• WHAT TO PRODUCE: Single out the lines of the material that contain "window" and copy them.

• MATERIAL SHOWN:
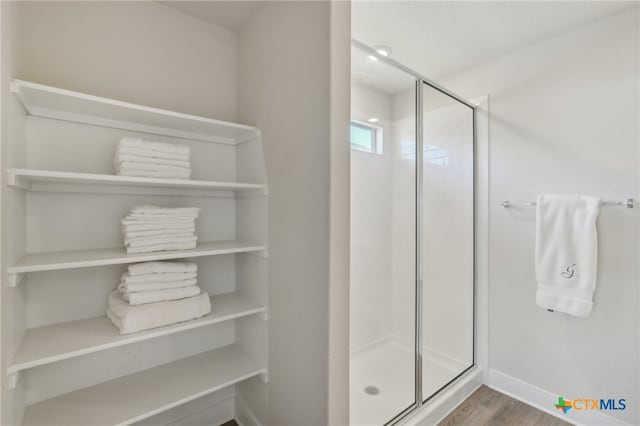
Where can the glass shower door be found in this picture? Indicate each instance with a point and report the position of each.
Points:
(447, 243)
(383, 241)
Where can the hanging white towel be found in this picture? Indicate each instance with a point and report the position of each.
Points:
(566, 252)
(131, 319)
(161, 267)
(163, 295)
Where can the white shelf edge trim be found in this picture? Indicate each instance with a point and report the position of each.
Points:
(123, 340)
(23, 88)
(53, 261)
(23, 178)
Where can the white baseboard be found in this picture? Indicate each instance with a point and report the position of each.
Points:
(545, 400)
(244, 415)
(446, 401)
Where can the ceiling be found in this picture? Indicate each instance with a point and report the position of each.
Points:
(226, 14)
(440, 38)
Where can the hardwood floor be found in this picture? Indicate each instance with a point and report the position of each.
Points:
(486, 407)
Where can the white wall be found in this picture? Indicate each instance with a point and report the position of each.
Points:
(13, 203)
(564, 118)
(371, 204)
(142, 52)
(284, 51)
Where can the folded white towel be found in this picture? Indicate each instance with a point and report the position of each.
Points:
(162, 247)
(566, 252)
(154, 241)
(140, 240)
(144, 268)
(122, 158)
(154, 146)
(138, 226)
(156, 277)
(131, 319)
(157, 232)
(153, 173)
(148, 209)
(124, 150)
(158, 223)
(153, 296)
(152, 167)
(155, 285)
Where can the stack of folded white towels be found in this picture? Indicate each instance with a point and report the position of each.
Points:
(137, 157)
(151, 228)
(155, 294)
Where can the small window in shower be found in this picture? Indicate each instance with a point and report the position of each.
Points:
(365, 137)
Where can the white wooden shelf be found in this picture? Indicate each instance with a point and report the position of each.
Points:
(46, 345)
(51, 261)
(141, 395)
(52, 102)
(28, 178)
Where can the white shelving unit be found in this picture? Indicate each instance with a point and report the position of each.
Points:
(38, 262)
(45, 345)
(52, 102)
(141, 395)
(33, 179)
(47, 191)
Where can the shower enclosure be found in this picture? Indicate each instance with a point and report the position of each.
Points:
(412, 239)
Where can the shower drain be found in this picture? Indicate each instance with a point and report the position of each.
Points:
(372, 390)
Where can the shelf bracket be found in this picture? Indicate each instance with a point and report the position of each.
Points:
(14, 279)
(12, 380)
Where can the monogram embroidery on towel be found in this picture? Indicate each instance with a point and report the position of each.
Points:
(569, 272)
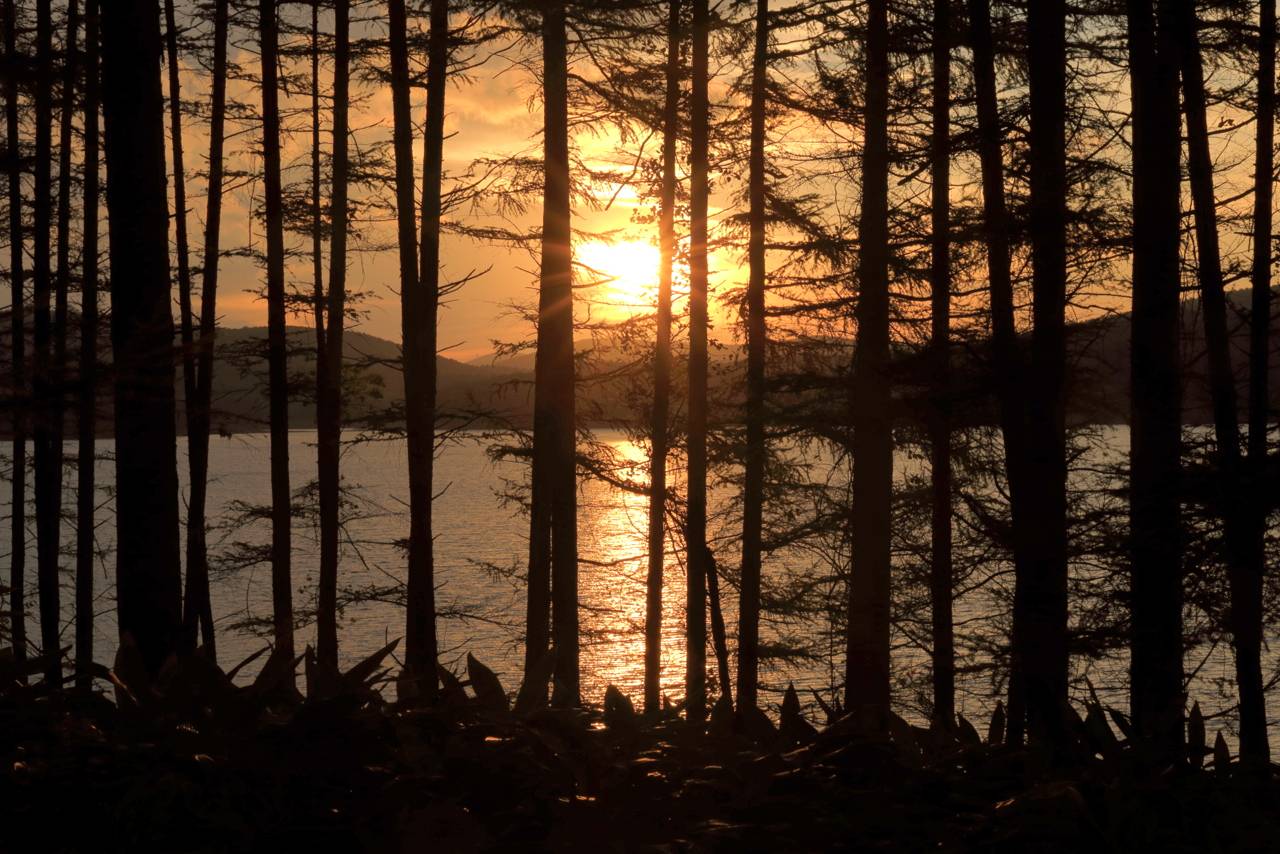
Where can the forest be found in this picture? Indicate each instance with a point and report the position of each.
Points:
(924, 348)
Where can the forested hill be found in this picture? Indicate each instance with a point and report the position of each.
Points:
(501, 388)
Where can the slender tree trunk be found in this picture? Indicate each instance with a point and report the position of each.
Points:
(316, 222)
(940, 427)
(1260, 323)
(1246, 583)
(179, 205)
(282, 583)
(48, 450)
(184, 314)
(197, 608)
(18, 347)
(1155, 432)
(86, 419)
(62, 284)
(329, 433)
(149, 572)
(662, 374)
(868, 639)
(753, 482)
(1043, 633)
(420, 304)
(720, 642)
(695, 524)
(1264, 193)
(556, 311)
(1006, 356)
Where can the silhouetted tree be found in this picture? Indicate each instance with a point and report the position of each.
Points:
(695, 524)
(1155, 433)
(753, 483)
(197, 608)
(329, 406)
(1041, 634)
(146, 476)
(62, 287)
(867, 667)
(18, 346)
(941, 588)
(1246, 583)
(48, 456)
(86, 499)
(420, 293)
(661, 414)
(282, 581)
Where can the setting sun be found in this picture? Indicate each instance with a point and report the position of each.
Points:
(626, 272)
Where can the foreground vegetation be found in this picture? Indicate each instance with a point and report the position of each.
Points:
(197, 763)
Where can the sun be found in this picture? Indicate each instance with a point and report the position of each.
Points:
(626, 272)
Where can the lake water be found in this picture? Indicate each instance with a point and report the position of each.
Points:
(481, 610)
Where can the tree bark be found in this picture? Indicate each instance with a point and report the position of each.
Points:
(695, 524)
(316, 222)
(1155, 430)
(1260, 318)
(86, 419)
(420, 305)
(197, 608)
(940, 428)
(659, 427)
(48, 444)
(753, 480)
(1006, 355)
(867, 675)
(18, 348)
(329, 409)
(184, 314)
(1246, 583)
(556, 311)
(62, 283)
(1042, 634)
(282, 583)
(149, 584)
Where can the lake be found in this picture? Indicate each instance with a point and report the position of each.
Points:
(481, 610)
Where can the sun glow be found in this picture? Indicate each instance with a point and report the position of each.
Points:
(626, 273)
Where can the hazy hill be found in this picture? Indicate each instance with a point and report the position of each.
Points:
(1098, 378)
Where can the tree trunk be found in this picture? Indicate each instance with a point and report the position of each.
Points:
(197, 608)
(1155, 430)
(48, 447)
(184, 319)
(62, 284)
(1042, 635)
(1006, 356)
(149, 574)
(867, 672)
(659, 416)
(86, 419)
(753, 480)
(940, 342)
(556, 311)
(720, 642)
(316, 222)
(329, 407)
(282, 583)
(1246, 583)
(1260, 324)
(420, 302)
(18, 348)
(695, 525)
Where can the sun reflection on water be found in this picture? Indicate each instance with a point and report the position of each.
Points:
(613, 537)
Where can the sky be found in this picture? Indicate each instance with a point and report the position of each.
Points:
(493, 113)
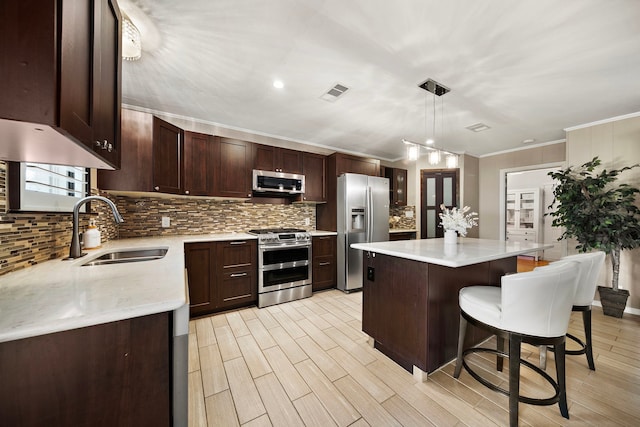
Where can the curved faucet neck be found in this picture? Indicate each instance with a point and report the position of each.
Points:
(74, 249)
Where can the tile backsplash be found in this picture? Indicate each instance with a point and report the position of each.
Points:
(143, 216)
(403, 221)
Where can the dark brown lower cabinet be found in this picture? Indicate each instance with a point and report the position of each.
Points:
(114, 374)
(324, 271)
(402, 235)
(411, 309)
(222, 275)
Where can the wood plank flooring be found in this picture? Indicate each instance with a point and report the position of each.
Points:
(307, 363)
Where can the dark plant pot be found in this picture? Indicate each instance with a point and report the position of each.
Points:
(613, 302)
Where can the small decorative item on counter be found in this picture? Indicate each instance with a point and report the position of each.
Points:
(456, 220)
(91, 237)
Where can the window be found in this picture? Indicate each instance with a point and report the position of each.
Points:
(43, 187)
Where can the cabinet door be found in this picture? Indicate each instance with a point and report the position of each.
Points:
(200, 261)
(137, 143)
(199, 164)
(324, 262)
(289, 161)
(168, 163)
(399, 185)
(76, 69)
(107, 82)
(233, 168)
(314, 175)
(264, 157)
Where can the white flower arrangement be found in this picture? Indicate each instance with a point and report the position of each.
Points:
(458, 219)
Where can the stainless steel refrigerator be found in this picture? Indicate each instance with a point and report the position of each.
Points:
(363, 217)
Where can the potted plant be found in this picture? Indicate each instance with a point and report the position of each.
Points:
(600, 214)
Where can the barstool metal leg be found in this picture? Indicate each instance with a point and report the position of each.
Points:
(543, 357)
(462, 330)
(586, 319)
(500, 348)
(559, 350)
(514, 378)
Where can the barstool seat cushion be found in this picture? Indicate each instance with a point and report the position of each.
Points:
(483, 303)
(531, 303)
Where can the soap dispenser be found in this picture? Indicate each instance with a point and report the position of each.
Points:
(91, 237)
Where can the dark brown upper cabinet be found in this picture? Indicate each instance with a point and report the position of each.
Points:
(276, 159)
(160, 157)
(313, 168)
(199, 163)
(233, 168)
(346, 163)
(397, 186)
(61, 67)
(167, 157)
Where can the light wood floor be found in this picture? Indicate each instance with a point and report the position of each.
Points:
(307, 363)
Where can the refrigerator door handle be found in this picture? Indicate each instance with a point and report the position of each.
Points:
(369, 215)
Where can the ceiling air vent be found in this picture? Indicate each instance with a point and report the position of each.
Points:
(334, 93)
(478, 127)
(434, 87)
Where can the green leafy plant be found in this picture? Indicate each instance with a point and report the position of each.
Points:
(595, 210)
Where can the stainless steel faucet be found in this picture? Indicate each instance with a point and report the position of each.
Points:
(74, 250)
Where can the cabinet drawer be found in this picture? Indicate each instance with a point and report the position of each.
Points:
(236, 286)
(237, 253)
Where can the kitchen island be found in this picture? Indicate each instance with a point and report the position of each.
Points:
(410, 294)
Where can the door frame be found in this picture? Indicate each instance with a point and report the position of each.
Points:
(503, 194)
(457, 189)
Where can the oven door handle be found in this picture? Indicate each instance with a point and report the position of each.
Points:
(283, 246)
(284, 265)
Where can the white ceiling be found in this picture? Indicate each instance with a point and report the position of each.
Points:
(526, 68)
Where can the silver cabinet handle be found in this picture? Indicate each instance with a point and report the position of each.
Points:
(238, 274)
(105, 145)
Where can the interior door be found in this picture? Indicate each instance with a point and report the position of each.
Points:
(437, 187)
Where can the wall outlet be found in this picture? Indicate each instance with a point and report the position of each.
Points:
(371, 274)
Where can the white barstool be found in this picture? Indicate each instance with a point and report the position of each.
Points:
(590, 265)
(533, 308)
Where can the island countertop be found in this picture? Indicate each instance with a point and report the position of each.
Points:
(467, 251)
(60, 295)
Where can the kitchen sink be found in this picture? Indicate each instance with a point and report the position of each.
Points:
(128, 255)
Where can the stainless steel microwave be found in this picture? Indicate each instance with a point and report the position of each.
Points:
(277, 182)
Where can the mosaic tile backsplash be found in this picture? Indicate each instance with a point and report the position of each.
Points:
(143, 216)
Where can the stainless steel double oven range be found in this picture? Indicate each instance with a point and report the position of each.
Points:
(284, 265)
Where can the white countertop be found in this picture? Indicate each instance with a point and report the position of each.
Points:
(60, 295)
(466, 252)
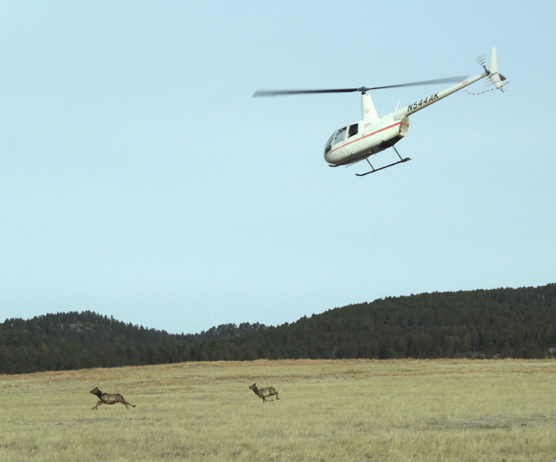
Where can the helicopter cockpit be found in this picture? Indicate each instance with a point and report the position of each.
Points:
(340, 135)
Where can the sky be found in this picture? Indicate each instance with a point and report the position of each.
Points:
(139, 178)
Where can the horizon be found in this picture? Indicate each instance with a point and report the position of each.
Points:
(140, 179)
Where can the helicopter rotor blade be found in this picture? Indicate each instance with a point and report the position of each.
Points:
(260, 93)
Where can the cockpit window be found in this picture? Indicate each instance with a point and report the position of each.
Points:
(340, 135)
(328, 146)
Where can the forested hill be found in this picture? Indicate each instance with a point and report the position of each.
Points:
(518, 323)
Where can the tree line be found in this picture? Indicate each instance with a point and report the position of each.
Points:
(498, 323)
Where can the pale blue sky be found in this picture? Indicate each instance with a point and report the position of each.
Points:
(139, 179)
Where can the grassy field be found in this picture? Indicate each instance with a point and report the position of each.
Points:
(460, 410)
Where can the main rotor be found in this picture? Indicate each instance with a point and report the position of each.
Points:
(363, 90)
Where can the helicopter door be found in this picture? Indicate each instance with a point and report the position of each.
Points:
(340, 136)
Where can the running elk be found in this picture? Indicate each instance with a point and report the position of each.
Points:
(264, 392)
(109, 398)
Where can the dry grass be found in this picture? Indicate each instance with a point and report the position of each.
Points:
(328, 410)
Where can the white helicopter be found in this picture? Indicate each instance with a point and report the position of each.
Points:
(360, 140)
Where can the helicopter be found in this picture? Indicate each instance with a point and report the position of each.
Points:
(372, 134)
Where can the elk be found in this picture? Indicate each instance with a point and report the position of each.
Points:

• TASK SOLUTION:
Where can the small window in shower be found in this picture? Indicate each instance with a point and report the position of each.
Where can the window be found in this picture? Indicate each instance with a point and report the position of each.
Where can the cockpit window be found in this picture? Indicate each instance with a point and report the position of each.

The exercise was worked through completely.